__EXERCISE OBJECTIVE__: Verbatim reproduction of the entries is required; images must be omitted.
-------- RECORDS SHOWN --------
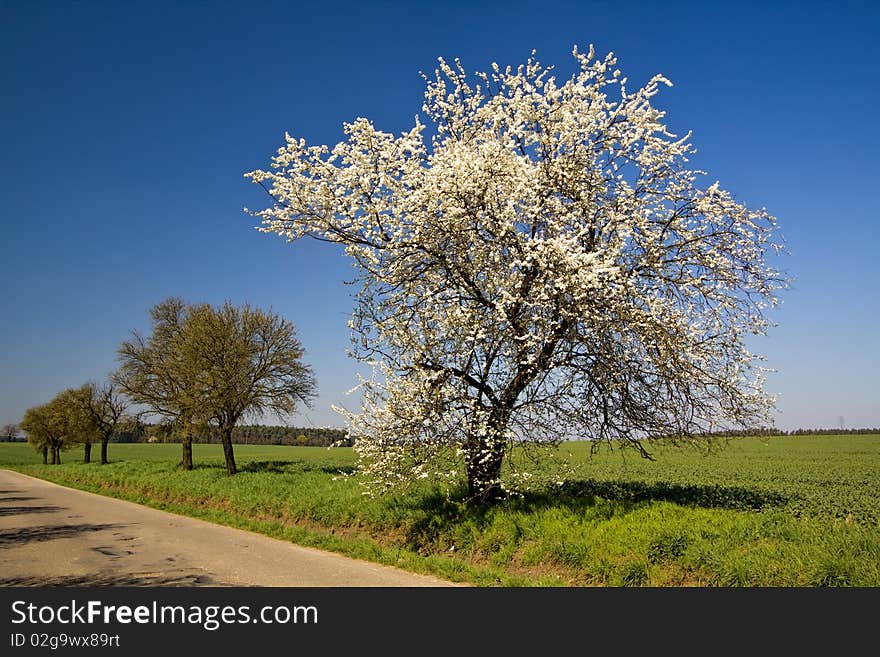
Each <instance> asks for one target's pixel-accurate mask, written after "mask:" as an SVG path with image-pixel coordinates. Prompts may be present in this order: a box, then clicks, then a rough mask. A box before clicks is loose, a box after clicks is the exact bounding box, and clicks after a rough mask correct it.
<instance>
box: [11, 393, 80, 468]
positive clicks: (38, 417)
mask: <svg viewBox="0 0 880 657" xmlns="http://www.w3.org/2000/svg"><path fill="white" fill-rule="evenodd" d="M62 406H63V404H61V403H59V402H58V399H57V398H55V399H53V400H52V401H50V402H48V403H46V404H42V405H40V406H34V407H32V408H29V409H27V410H26V411H25V412H24V417H23V418H22V420H21V423H20V427H21V429H22V430H23V431H25V432H26V433H27V436H28V442H29V443H30V444H31V445H32V446H33V448H34V449H35V450H36V451H38V452H40V453H42V455H43V464H44V465H46V464H51V465H58V464H60V463H61V450H62V449H64V447H65V446H67V445H69V439H68V438H67V432H68V428H69V426H68V421H67V417H66V413H65V411H64V409H63V407H62ZM50 459H51V460H50Z"/></svg>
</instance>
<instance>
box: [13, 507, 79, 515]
mask: <svg viewBox="0 0 880 657" xmlns="http://www.w3.org/2000/svg"><path fill="white" fill-rule="evenodd" d="M63 510H64V509H62V508H61V507H60V506H0V516H23V515H26V514H28V513H52V512H54V511H63Z"/></svg>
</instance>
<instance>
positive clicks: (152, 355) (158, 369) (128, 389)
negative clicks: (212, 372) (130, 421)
mask: <svg viewBox="0 0 880 657" xmlns="http://www.w3.org/2000/svg"><path fill="white" fill-rule="evenodd" d="M189 312H190V306H189V305H188V304H187V303H186V302H184V301H183V299H180V298H177V297H172V298H168V299H165V300H164V301H162V302H160V303H158V304H156V305H155V306H153V308H152V309H151V310H150V318H151V320H152V332H151V333H150V335H148V336H145V335H143V334H142V333H140V332H138V331H132V337H131V339H130V340H126V341H125V342H123V343H122V345H121V346H120V347H119V351H118V357H119V360H120V362H121V364H120V367H119V369H118V370H117V371H116V372H115V373H114V374H113V376H112V379H113V382H114V384H115V385H116V386H118V388H119V389H120V390H121V391H122V392H123V393H125V395H127V396H128V398H129V399H131V400H132V401H133V402H134V403H135V404H139V405H141V406H144V407H146V408H147V409H148V412H150V413H154V414H157V415H160V416H162V417H164V418H166V420H168V421H169V422H171V423H173V424H176V425H177V426H178V427H179V429H180V435H181V441H180V442H181V447H182V458H181V466H182V467H183V469H184V470H192V467H193V461H192V439H193V435H194V433H195V432H196V431H198V430H199V429H200V428H202V427H204V426H205V425H206V424H207V418H206V417H205V416H204V414H203V413H201V412H200V407H199V405H198V397H199V395H198V384H199V381H198V376H197V375H196V373H195V368H193V367H192V366H191V364H190V363H186V362H184V358H183V355H184V353H185V351H186V349H185V342H186V340H187V337H186V335H185V331H184V328H185V325H186V322H187V318H188V316H189Z"/></svg>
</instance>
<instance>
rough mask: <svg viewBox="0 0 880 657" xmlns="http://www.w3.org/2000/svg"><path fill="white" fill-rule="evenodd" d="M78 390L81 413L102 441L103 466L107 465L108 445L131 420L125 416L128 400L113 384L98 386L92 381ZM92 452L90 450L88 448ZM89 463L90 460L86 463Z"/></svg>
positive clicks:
--------
__EXPECTED ANSWER__:
Each <instance> asks for one target's pixel-accurate mask, written after "mask:" as an SVG path with image-pixel coordinates. Prompts may be present in this order: a box, then clicks, then a rough mask. A box before clicks is loose, a box after clicks is the exact bounding box, and clicks after a rough mask correct it.
<instance>
box: [11, 393, 80, 468]
positive clicks: (38, 417)
mask: <svg viewBox="0 0 880 657" xmlns="http://www.w3.org/2000/svg"><path fill="white" fill-rule="evenodd" d="M62 406H63V404H61V403H59V402H58V399H57V398H55V399H53V400H52V401H50V402H48V403H46V404H42V405H40V406H34V407H32V408H29V409H27V410H26V411H25V412H24V417H23V418H22V420H21V423H20V427H21V429H22V430H23V431H25V432H26V433H27V436H28V442H29V443H30V444H31V445H32V446H33V448H34V449H35V450H36V451H38V452H40V453H42V455H43V464H44V465H46V464H51V465H58V464H60V463H61V450H62V449H64V447H65V446H67V445H69V439H68V438H67V432H68V428H69V426H68V421H67V417H66V413H65V411H64V409H63V407H62ZM50 459H51V460H50Z"/></svg>
</instance>
<instance>
box: [13, 507, 79, 515]
mask: <svg viewBox="0 0 880 657" xmlns="http://www.w3.org/2000/svg"><path fill="white" fill-rule="evenodd" d="M63 510H64V509H62V508H61V507H60V506H0V516H23V515H26V514H28V513H52V512H54V511H63Z"/></svg>
</instance>
<instance>
positive clicks: (152, 355) (158, 369) (128, 389)
negative clicks: (212, 372) (130, 421)
mask: <svg viewBox="0 0 880 657" xmlns="http://www.w3.org/2000/svg"><path fill="white" fill-rule="evenodd" d="M189 312H190V306H189V305H188V304H187V303H186V302H184V301H183V299H180V298H177V297H172V298H168V299H165V300H164V301H162V302H160V303H158V304H156V305H155V306H153V308H152V309H151V310H150V318H151V320H152V332H151V333H150V335H148V336H145V335H143V334H142V333H140V332H138V331H132V337H131V339H130V340H126V341H125V342H123V343H122V345H121V346H120V347H119V351H118V357H119V360H120V362H121V364H120V367H119V369H118V370H117V371H116V372H115V373H114V374H113V376H112V379H113V382H114V384H115V385H116V386H118V388H119V389H120V390H121V391H122V392H123V393H125V395H127V396H128V398H129V399H131V400H132V401H133V402H134V403H135V404H139V405H141V406H144V407H146V408H147V409H148V412H150V413H154V414H157V415H160V416H162V417H164V418H166V420H168V421H169V422H171V423H173V424H176V425H177V426H178V427H179V429H180V435H181V441H180V442H181V447H182V458H181V466H182V467H183V469H184V470H192V467H193V461H192V439H193V435H194V433H195V432H196V431H198V430H199V429H200V428H202V427H204V426H205V425H206V424H207V418H206V417H205V416H204V414H203V413H201V412H200V407H199V405H198V397H199V395H198V384H199V381H198V376H197V375H196V373H195V368H193V367H192V366H191V364H190V363H186V362H184V358H183V355H184V353H185V351H186V349H185V342H186V340H187V337H186V335H185V331H184V328H185V325H186V322H187V318H188V316H189Z"/></svg>
</instance>
<instance>
rough mask: <svg viewBox="0 0 880 657" xmlns="http://www.w3.org/2000/svg"><path fill="white" fill-rule="evenodd" d="M78 390L81 413L102 441L103 466L107 465L108 445L131 420L125 416L128 400L113 384L98 386L92 381ZM92 452L90 450L88 448ZM89 463L90 460L86 463Z"/></svg>
positive clicks:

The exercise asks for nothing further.